* [SOURCE TEXT]:
* Start *

UNITED STATES
SECURITIES AND EXCHANGE COMMISSION
Washington, D.C. 20549
FORM 8-K
CURRENT REPORT
Pursuant to Section 13 or 15(d) of The Securities Exchange Act of 1934
Date of Report (Date of earliest event reported): February 7, 2017
LIBERTY PROPERTY TRUST
LIBERTY PROPERTY LIMITED PARTNERSHIP
(Exact name of registrant specified in its charter)
Maryland Pennsylvania | | 1-13130 1-13132 | | 23-7768996 23-2766549 |
(State or other jurisdiction of incorporation) | | (Commission File Number) | | (I.R.S. Employer Identification No.) |
500 Chesterfield Parkway Malvern, PA | | 19355 |
(Address of principal executive offices) | | (Zip Code) |
Registrants’ telephone, including area code: (610) 648-1700
(Former name or former address, if changed since last report)
Check the appropriate box below if the Form 8-K filing is intended to simultaneously satisfy the filing obligation of the registrant under any of the following provisions (see General Instruction A.2. below):
o Written communications pursuant to Rule 425 under the Section Act (17 CFR 230.425).
o Soliciting material pursuant to Rule 14a-12 under the Exchange Act (17 CFR 240.14a-12).
o Pre-commencement communications pursuant to Rule 14d-2(b) under the Exchange Act (17 CFR 240-14d-2(b)).
o Pre-commencement communications pursuant to Rule 13e-4(c) under the Exchange Act (17 CFR 240-13e-4(c)).
Item 2.02. Results of Operations and Financial Condition.
On February 7, 2017, Liberty Property Trust and the Liberty Property Limited Partnership (together, the “Company”) issued a press release announcing the Company’s financial results for the quarter and year ended December 31, 2016. As set forth below, the Company is furnishing the press release as Exhibit 99.1 to this Current Report on Form 8-K.

* End *

* [ENTRIES SHOWN]:
* Start *

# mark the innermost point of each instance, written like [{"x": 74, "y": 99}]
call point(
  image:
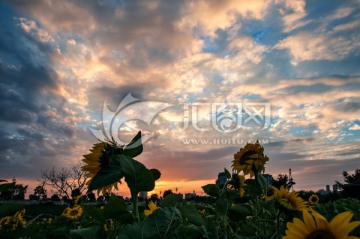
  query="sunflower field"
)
[{"x": 245, "y": 207}]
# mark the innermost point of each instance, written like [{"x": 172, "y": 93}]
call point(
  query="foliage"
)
[
  {"x": 65, "y": 181},
  {"x": 13, "y": 191},
  {"x": 352, "y": 186},
  {"x": 242, "y": 208}
]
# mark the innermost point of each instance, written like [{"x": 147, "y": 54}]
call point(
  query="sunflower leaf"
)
[
  {"x": 135, "y": 147},
  {"x": 106, "y": 176},
  {"x": 116, "y": 209},
  {"x": 211, "y": 190},
  {"x": 137, "y": 176},
  {"x": 227, "y": 173},
  {"x": 162, "y": 223}
]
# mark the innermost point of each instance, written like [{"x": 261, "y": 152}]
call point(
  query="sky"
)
[{"x": 289, "y": 68}]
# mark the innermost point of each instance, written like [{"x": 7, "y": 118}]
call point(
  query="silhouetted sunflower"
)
[
  {"x": 314, "y": 199},
  {"x": 315, "y": 226},
  {"x": 250, "y": 159},
  {"x": 152, "y": 207},
  {"x": 74, "y": 213},
  {"x": 288, "y": 201},
  {"x": 97, "y": 159}
]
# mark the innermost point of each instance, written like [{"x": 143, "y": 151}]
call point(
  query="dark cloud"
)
[
  {"x": 143, "y": 32},
  {"x": 32, "y": 131},
  {"x": 349, "y": 104}
]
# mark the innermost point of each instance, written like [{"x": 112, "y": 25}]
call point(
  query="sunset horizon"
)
[{"x": 200, "y": 79}]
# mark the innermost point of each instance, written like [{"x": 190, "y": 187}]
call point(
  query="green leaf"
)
[
  {"x": 137, "y": 176},
  {"x": 240, "y": 211},
  {"x": 172, "y": 199},
  {"x": 95, "y": 213},
  {"x": 263, "y": 183},
  {"x": 156, "y": 173},
  {"x": 227, "y": 173},
  {"x": 105, "y": 177},
  {"x": 60, "y": 233},
  {"x": 6, "y": 186},
  {"x": 253, "y": 188},
  {"x": 192, "y": 215},
  {"x": 10, "y": 209},
  {"x": 221, "y": 205},
  {"x": 87, "y": 233},
  {"x": 163, "y": 223},
  {"x": 117, "y": 209},
  {"x": 211, "y": 190},
  {"x": 135, "y": 147}
]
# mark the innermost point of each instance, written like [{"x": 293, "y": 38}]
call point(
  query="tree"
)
[
  {"x": 91, "y": 197},
  {"x": 351, "y": 187},
  {"x": 154, "y": 197},
  {"x": 65, "y": 180},
  {"x": 39, "y": 193},
  {"x": 14, "y": 191},
  {"x": 167, "y": 192},
  {"x": 283, "y": 180}
]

* End *

* [GOAL]: Continue the Liberty Property Trust Form 8-K filing above from where it stops.

* [EXPECTED ANSWER]:
Item 7.01 Regulation FD Disclosure
The Company became a party to a land development agreement in the United Kingdom also known as Kings Hill in 2003. The agreement between the Company and Kent County Council (“KCC”) provides for the Company’s participation in profits realized from the development and sale of primarily residential land and infrastructure. This development has proceeded in phases with Phase 1 of the project complete, and with Phase 2 of the project nearing completion as of the end of 2016. In August 2015, the Company also received planning permission to convert, develop and sell certain commercial land at Kings Hill as residential. This additional residential development is known as Phase 3.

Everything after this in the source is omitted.